[Coordinate labeling data]
::::
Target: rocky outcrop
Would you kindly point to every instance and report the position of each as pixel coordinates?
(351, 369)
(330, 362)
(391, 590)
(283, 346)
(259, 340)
::::
Switch "rocky outcrop" to "stone ledge" throughout the rows, and reproduce the lines with no other change.

_Full output:_
Target: stone ledge
Would you kindly point to every instance and report the position of each as pixel coordinates?
(351, 369)
(330, 362)
(391, 590)
(283, 346)
(259, 340)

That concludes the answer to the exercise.